-- START OF Input material --
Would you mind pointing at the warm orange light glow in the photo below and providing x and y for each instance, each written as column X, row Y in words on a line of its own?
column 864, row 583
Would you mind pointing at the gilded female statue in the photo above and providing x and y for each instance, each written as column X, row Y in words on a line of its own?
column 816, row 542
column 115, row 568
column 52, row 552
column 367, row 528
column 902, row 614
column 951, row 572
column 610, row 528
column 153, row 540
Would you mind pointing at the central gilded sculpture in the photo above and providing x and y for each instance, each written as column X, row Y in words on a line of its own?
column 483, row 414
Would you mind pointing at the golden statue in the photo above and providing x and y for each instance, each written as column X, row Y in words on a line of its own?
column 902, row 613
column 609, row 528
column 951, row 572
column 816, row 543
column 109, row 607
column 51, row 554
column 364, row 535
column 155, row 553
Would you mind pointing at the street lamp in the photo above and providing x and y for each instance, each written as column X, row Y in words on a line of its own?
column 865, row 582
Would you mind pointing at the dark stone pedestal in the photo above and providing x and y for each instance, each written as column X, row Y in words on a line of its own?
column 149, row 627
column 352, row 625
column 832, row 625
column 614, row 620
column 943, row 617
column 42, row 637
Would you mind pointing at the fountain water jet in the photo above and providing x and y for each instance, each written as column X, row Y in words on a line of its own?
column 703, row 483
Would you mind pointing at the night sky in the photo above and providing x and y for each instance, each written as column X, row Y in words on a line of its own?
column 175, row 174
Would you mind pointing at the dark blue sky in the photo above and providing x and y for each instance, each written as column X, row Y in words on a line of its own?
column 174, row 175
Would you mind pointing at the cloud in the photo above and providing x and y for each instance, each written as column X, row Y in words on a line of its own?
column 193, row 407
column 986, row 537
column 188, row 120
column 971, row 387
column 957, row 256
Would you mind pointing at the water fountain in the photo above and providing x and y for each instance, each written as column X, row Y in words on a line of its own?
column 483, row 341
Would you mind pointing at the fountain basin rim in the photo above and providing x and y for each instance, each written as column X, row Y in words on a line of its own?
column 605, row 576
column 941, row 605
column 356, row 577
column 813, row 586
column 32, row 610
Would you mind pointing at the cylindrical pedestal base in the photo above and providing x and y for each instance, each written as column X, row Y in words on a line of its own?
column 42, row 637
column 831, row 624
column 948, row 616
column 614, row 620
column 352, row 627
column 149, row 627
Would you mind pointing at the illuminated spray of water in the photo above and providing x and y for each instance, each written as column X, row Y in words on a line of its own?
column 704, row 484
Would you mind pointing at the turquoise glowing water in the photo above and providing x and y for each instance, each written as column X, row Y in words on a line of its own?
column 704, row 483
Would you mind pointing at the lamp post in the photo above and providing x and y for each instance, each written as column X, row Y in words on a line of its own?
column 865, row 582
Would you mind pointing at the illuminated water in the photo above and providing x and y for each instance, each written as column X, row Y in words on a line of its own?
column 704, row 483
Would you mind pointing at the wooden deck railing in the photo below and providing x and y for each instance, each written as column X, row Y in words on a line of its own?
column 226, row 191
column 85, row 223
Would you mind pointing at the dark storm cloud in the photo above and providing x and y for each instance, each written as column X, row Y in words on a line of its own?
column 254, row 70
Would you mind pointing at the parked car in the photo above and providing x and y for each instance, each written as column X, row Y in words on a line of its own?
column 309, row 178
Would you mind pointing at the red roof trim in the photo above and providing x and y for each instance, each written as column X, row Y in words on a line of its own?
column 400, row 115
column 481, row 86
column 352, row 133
-- END OF Input material --
-- START OF Input material --
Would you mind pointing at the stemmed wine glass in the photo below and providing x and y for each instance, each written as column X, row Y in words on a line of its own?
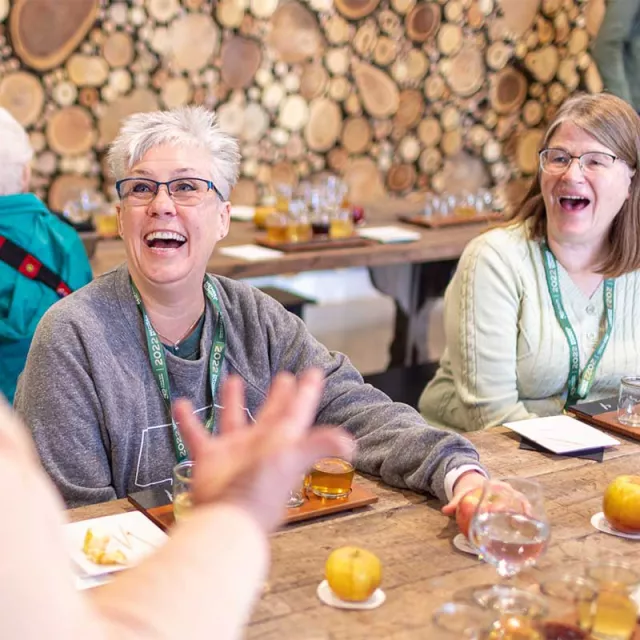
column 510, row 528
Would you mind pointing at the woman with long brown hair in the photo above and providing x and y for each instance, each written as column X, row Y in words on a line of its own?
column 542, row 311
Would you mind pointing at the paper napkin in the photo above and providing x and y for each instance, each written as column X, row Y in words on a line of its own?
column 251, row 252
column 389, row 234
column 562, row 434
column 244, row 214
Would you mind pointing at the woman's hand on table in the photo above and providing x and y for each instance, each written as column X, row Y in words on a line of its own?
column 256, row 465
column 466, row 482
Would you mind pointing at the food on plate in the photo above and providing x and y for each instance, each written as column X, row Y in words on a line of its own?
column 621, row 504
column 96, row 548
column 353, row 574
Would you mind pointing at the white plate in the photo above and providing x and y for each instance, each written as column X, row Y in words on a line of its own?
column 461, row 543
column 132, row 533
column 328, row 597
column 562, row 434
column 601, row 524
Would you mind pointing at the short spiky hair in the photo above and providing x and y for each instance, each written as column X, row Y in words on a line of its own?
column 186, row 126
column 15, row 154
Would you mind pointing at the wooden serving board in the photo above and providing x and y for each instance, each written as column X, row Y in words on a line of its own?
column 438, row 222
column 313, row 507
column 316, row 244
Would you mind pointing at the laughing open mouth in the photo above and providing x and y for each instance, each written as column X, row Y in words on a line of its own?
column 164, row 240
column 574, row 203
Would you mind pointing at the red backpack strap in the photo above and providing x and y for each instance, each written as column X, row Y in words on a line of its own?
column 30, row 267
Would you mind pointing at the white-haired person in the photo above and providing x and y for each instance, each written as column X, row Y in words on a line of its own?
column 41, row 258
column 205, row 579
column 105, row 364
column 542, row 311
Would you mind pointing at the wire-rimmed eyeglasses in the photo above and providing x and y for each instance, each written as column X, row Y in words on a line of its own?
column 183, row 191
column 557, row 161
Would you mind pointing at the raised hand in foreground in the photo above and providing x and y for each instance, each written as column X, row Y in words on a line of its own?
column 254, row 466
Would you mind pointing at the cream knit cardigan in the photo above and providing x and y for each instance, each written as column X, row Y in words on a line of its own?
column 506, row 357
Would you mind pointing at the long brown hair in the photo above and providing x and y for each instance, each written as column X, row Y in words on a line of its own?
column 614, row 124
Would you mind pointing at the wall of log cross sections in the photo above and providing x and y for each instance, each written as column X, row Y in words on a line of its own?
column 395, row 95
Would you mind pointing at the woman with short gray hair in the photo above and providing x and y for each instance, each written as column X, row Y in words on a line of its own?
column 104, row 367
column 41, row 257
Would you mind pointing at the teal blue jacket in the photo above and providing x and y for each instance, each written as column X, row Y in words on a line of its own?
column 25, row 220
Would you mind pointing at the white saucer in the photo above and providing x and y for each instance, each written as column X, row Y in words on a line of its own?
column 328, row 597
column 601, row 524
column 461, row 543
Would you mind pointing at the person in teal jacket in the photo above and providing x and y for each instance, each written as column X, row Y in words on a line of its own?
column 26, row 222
-- END OF Input material --
**The task**. Give the items starting at the line that contains "Would you mind pointing at the short" and ending at the line that contains "column 15, row 154" as a two-column CSV with the headers item_text and coordinates. Use one row per item, put each field in double quotes, and replace any line breaks inside a field with spaces.

**Answer to this task**.
item_text,coordinates
"Would you mind pointing at the short spiky hair in the photo above and providing x and y for each instance, each written as column X, row Y in words on a line of its own?","column 186, row 126 column 15, row 154"